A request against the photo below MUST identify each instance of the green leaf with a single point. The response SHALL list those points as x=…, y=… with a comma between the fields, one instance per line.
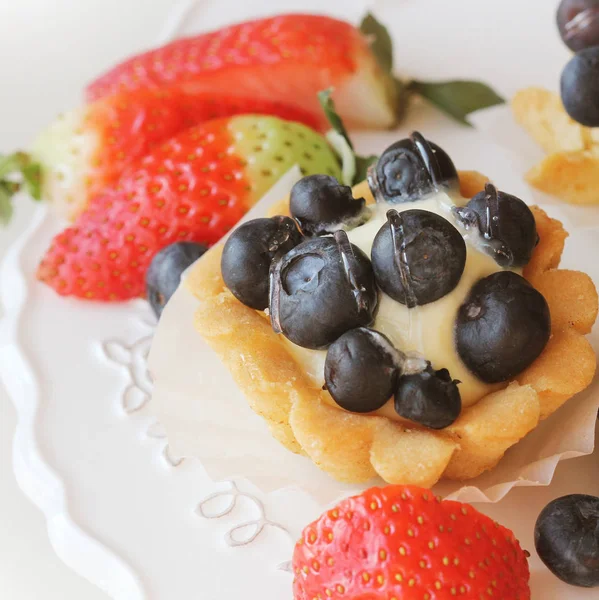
x=381, y=43
x=5, y=205
x=353, y=167
x=457, y=98
x=346, y=155
x=362, y=164
x=17, y=171
x=32, y=178
x=324, y=96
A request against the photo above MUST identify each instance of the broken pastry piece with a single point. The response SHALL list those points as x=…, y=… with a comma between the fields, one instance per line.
x=413, y=328
x=571, y=169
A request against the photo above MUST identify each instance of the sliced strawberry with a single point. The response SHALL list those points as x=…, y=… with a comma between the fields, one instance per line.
x=288, y=58
x=402, y=543
x=86, y=150
x=194, y=187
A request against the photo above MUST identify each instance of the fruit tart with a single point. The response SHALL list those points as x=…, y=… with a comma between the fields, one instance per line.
x=413, y=327
x=566, y=125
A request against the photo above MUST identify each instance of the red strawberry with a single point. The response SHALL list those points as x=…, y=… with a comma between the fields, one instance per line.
x=86, y=150
x=288, y=58
x=194, y=187
x=402, y=543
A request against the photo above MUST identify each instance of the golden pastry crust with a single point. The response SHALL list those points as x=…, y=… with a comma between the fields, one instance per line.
x=355, y=448
x=571, y=169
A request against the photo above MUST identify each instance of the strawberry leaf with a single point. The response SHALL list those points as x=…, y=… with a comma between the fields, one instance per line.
x=380, y=41
x=6, y=209
x=333, y=118
x=17, y=171
x=457, y=98
x=362, y=164
x=353, y=167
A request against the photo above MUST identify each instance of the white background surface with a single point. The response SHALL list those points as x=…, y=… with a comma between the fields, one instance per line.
x=49, y=50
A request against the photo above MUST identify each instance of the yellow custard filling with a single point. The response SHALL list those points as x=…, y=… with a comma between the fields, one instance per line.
x=428, y=330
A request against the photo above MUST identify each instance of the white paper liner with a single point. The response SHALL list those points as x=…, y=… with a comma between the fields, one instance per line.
x=207, y=416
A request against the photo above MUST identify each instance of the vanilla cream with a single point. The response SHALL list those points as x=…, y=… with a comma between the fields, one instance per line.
x=427, y=330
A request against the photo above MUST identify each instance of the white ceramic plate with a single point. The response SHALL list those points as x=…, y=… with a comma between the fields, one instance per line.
x=121, y=509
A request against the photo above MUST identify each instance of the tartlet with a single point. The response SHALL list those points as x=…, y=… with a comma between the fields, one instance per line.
x=354, y=447
x=570, y=171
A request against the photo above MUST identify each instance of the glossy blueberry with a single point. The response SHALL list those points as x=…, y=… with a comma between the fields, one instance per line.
x=320, y=205
x=567, y=539
x=410, y=169
x=580, y=87
x=361, y=370
x=578, y=23
x=502, y=327
x=417, y=257
x=248, y=253
x=164, y=273
x=430, y=398
x=505, y=223
x=321, y=289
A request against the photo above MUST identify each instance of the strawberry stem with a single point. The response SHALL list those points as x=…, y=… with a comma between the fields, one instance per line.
x=17, y=172
x=353, y=166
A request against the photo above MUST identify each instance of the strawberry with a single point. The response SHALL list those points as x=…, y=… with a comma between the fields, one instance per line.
x=402, y=543
x=288, y=58
x=193, y=187
x=86, y=150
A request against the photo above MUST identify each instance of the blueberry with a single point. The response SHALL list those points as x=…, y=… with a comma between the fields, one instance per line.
x=505, y=222
x=567, y=539
x=248, y=253
x=578, y=23
x=580, y=87
x=502, y=327
x=320, y=205
x=361, y=370
x=417, y=257
x=430, y=398
x=164, y=273
x=321, y=289
x=410, y=169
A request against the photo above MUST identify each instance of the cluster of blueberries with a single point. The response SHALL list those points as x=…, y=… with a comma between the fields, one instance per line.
x=578, y=24
x=322, y=291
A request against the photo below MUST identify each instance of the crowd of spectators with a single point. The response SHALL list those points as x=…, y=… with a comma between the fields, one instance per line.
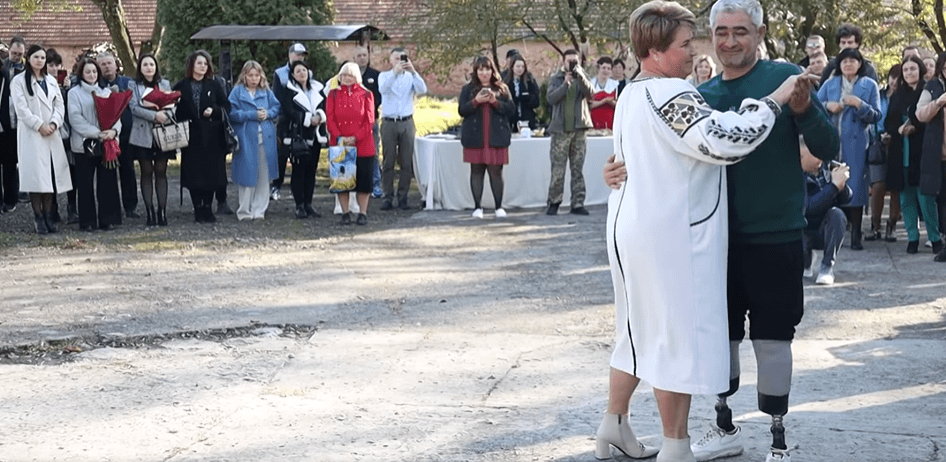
x=891, y=132
x=51, y=139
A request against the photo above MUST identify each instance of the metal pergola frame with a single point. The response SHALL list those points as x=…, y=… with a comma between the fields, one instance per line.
x=361, y=33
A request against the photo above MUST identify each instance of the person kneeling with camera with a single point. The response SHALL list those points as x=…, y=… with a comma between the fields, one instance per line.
x=826, y=191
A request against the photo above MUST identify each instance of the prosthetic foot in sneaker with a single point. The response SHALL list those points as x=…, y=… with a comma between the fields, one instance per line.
x=718, y=443
x=615, y=431
x=780, y=455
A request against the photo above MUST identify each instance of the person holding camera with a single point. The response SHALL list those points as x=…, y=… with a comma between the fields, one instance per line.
x=398, y=88
x=568, y=93
x=486, y=107
x=904, y=168
x=852, y=100
x=826, y=191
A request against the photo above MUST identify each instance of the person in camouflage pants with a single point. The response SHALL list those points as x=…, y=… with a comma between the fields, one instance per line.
x=568, y=93
x=568, y=148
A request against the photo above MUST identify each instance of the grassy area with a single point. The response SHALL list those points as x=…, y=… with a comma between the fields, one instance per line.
x=432, y=115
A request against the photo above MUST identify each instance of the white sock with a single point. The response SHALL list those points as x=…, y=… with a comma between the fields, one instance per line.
x=674, y=450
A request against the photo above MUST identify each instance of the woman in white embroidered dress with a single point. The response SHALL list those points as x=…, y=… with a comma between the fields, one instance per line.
x=667, y=231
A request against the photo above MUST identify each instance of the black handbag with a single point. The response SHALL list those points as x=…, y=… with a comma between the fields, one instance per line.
x=299, y=149
x=876, y=151
x=92, y=147
x=233, y=143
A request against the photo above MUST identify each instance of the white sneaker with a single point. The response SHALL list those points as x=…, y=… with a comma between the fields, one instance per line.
x=825, y=277
x=717, y=443
x=779, y=455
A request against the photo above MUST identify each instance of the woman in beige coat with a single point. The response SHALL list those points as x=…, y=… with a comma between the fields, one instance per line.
x=39, y=111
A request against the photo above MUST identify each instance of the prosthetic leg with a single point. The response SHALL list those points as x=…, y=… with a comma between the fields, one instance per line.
x=774, y=358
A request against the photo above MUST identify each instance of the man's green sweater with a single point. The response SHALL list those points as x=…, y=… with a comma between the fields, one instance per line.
x=766, y=190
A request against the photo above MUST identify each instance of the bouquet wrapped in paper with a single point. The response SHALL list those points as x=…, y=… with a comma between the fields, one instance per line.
x=109, y=110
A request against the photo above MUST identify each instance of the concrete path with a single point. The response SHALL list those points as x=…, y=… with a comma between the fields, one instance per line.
x=453, y=339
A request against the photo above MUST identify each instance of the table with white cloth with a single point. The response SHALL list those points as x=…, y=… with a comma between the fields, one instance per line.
x=444, y=179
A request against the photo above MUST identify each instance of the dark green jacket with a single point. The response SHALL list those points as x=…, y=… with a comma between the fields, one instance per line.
x=766, y=191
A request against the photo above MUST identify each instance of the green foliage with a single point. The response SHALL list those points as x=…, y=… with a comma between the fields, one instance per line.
x=183, y=18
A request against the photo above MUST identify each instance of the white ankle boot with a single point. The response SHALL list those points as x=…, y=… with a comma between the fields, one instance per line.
x=615, y=431
x=676, y=451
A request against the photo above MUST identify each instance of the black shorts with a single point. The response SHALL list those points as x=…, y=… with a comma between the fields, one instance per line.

_AIM OF THE TASK_
Arrange every one of the records above as a JSON list of strings, with one string for each line and blank lines omitted. Leave the pictures out of the answer.

_EXERCISE RESULT_
[
  "A request against the photo below MUST identify each instance of the green leaf with a single point. The response SHALL list those points as x=…, y=… with a comma between the fields, one instance per line.",
  "x=381, y=43",
  "x=5, y=205",
  "x=353, y=167",
  "x=457, y=98",
  "x=346, y=155",
  "x=362, y=164",
  "x=17, y=171",
  "x=32, y=178",
  "x=324, y=96",
  "A request against the photo above MUST identify each instance of the broken pastry piece with a single point. The response SHALL list those points as x=…, y=… with a comma between the fields, one instance per line.",
  "x=413, y=328",
  "x=571, y=169",
  "A request against the photo above MUST identify each instance of the sliced strawberry with a single point. The response SHALL list those points as x=…, y=… with a comma between the fields, one instance per line.",
  "x=288, y=58",
  "x=402, y=543",
  "x=86, y=150",
  "x=194, y=187",
  "A request against the photo above MUST identify each instance of the fruit tart with a single point. The response SHALL list those points as x=…, y=… with a comma between the fields, one instance per line.",
  "x=413, y=327",
  "x=566, y=125",
  "A request against the photo above MUST identify each instance of the red strawberry with a single point. The response SHALL list those points as x=…, y=… with a comma between the fields, one instance per line.",
  "x=86, y=150",
  "x=288, y=58",
  "x=194, y=187",
  "x=402, y=543",
  "A request against the photo above MUST identify each instance of the golden pastry crust with a single point. The response SHALL list those points as x=…, y=… with a comma between the fields, one instance per line.",
  "x=355, y=448",
  "x=571, y=169",
  "A request against the photo above MUST identify each instance of the strawberry leaf with a single point. The response SHALL list those points as x=…, y=… with a comma between the fields, one instance per line.",
  "x=380, y=41",
  "x=6, y=209",
  "x=333, y=118",
  "x=17, y=171",
  "x=457, y=98",
  "x=362, y=164",
  "x=353, y=167",
  "A request against the photo above MUST identify each instance of the white background surface with a single point. The response SHALL list those points as x=…, y=… with a comma between the fields, one instance per line.",
  "x=49, y=50",
  "A request against the photo above MUST identify each instance of the yellow custard filling with a single point. The response SHALL list those points as x=…, y=… with a comma between the fields, one instance per line.",
  "x=428, y=330",
  "A request against the photo above MUST identify each instance of the white paper liner with a single point. The response SHALL list those points as x=…, y=… with a comma between the fields, one instance per line.",
  "x=207, y=416",
  "A request against the photo above MUST identify each instance of the vanilla cream with a single point. The response SHALL list those points as x=…, y=… with a comma between the fields, one instance per line.",
  "x=427, y=330",
  "A request against the photo above MUST identify each instance of the white ceramic plate with a single point. The response SHALL list those points as x=…, y=… with a comma between the fields, one instance per line.",
  "x=121, y=509",
  "A request against the photo above MUST identify each instance of the tartlet with a single point. The response SHALL list those points as x=…, y=… with a comma between the fields, one instance per line.",
  "x=354, y=447",
  "x=570, y=171",
  "A request against the photo above MUST identify each instance of the glossy blueberry with a single point. The response SHALL list those points as x=…, y=… with a comma between the fields, one instance per line.",
  "x=320, y=205",
  "x=567, y=539",
  "x=410, y=169",
  "x=580, y=87",
  "x=361, y=370",
  "x=578, y=23",
  "x=502, y=327",
  "x=417, y=257",
  "x=248, y=253",
  "x=164, y=273",
  "x=430, y=398",
  "x=505, y=223",
  "x=321, y=289",
  "A request against the photo above MUST identify each instance of the strawberry stem with a single point. The response SHALL list those points as x=…, y=… with a comma between the fields, one instance per line.",
  "x=17, y=172",
  "x=353, y=166",
  "A request against the photo above MUST identify each instance of the strawberry with a single point. The response SHALL list those points as x=…, y=… with a comma between the fields, one instance per line.",
  "x=402, y=543",
  "x=288, y=58",
  "x=193, y=187",
  "x=86, y=150",
  "A request against the photo above MUST identify each instance of the blueberry with a single point. The response SHALL list those points as x=…, y=… with a comma between the fields, one instance per line.",
  "x=505, y=222",
  "x=567, y=539",
  "x=248, y=253",
  "x=578, y=23",
  "x=580, y=87",
  "x=502, y=327",
  "x=320, y=205",
  "x=361, y=370",
  "x=417, y=257",
  "x=430, y=398",
  "x=164, y=273",
  "x=321, y=289",
  "x=410, y=169",
  "A request against the photo above MUST identify each instance of the cluster of blueberries with a single point. The response SHALL list those points as x=…, y=… with a comma between the fields, one instance per line.",
  "x=578, y=24",
  "x=322, y=291",
  "A request against the photo below MUST identify each instance of the crowd of spectators with a single point. The response SHALL list those points as x=…, y=… with a comma between the fields, one instance per line.",
  "x=891, y=132",
  "x=51, y=139",
  "A request against the photo above MUST identify each instance of the metal pergola frame with a single point. The response SHALL list those points as x=…, y=… with a comma between the fields, one instance per line.",
  "x=361, y=33",
  "A request against the photo above MUST identify each instance of the person kneeling with camera with a single point. The response SHALL list those points as x=…, y=… with a comma between the fields, one instance per line.",
  "x=826, y=191",
  "A request against the photo above MUST identify each instance of the prosthetic foot in sneaker with a single point. The response SHALL list those points as x=…, y=… with a comma between the fields, one instance per line.",
  "x=718, y=443",
  "x=615, y=431",
  "x=780, y=455",
  "A request against the photo above MUST identify each instance of the person holding camera with a single point. The response SHALL list those points as x=…, y=… with a comma between the fields, one instance per line.",
  "x=398, y=88",
  "x=568, y=93",
  "x=486, y=107",
  "x=904, y=168",
  "x=852, y=100",
  "x=826, y=191",
  "A request against the photo above MUST identify each instance of the person in camouflage pants with a single point. The response SHALL list those points as x=…, y=… with a comma between the fields, one instance per line.",
  "x=568, y=93",
  "x=568, y=148",
  "A request against the photo above MUST identify each instance of the grassy area with a single point. The response SHALL list those points as x=…, y=… with a comma between the fields, one instance per line.",
  "x=432, y=115",
  "A request against the photo above MUST identify each instance of the white sock with a single point. The response SHALL list those points as x=…, y=… with a comma between the fields, one instance per line.",
  "x=674, y=450",
  "A request against the photo above MUST identify each instance of the woman in white embroidered dress with a single point. The response SHALL list those points as x=…, y=… with a comma between the fields, one instance per line.",
  "x=667, y=231",
  "A request against the photo above MUST identify each instance of the black handbag with a single point. The response SHALL list those points as x=…, y=… with a comma between the fields, one instance per line.",
  "x=299, y=149",
  "x=876, y=151",
  "x=92, y=147",
  "x=233, y=143",
  "A request against the photo above MUST identify each instance of the white sneaker with a single point. The response SHALL list those points as x=…, y=… with a comma between the fields, one instance per line.",
  "x=825, y=277",
  "x=717, y=443",
  "x=779, y=455",
  "A request against the photo above MUST identify each instance of the woman in beige coat with a single point. The response SHALL list those points as x=…, y=… with a comma between the fields, one instance per line.",
  "x=39, y=111",
  "A request against the photo above MUST identify each instance of the prosthetic leg with a single point. The response SHALL list those points as x=…, y=… with a comma between the fields, one instance per line.",
  "x=774, y=358",
  "A request against the photo above MUST identify each instance of the man's green sweater with a single point. The response SHALL list those points as x=…, y=… with a comma between the fields, one instance per line.",
  "x=766, y=190",
  "A request against the photo above MUST identify each instance of the bouquet wrapped in paper with a single point. The response SHALL list those points as x=…, y=… with a comma between the fields, one instance per line.",
  "x=109, y=110",
  "A request against the photo above MUST identify each instance of the concrete path with a single point. The response SHALL list those points as x=…, y=… with a comma between the fields, one instance per line.",
  "x=453, y=339",
  "A request against the photo above MUST identify each instance of the table with white cloth with a single point. The response SHALL list those points as x=…, y=… with a comma between the fields, one instance per line.",
  "x=444, y=179",
  "A request against the photo above MUST identify each instance of the dark green jacket with a single point. The response SHALL list those points as x=…, y=… with a comma between the fields, one instance per line.",
  "x=766, y=191",
  "A request against the photo above MUST identify each instance of the green foliage with a single point. The response SHALL list those points as x=…, y=… with a comma between the fields, one instance per line.",
  "x=183, y=18",
  "A request against the photo above MUST identify each instance of the white ankle boot with a single point. The response SHALL list those points as x=…, y=… with a comma between the fields, one instance per line.",
  "x=615, y=431",
  "x=676, y=451",
  "A request against the photo above MUST identify each instance of the black shorts with a single point. The response SHALL list those points as x=…, y=… with a comma between the fields, one instance per line."
]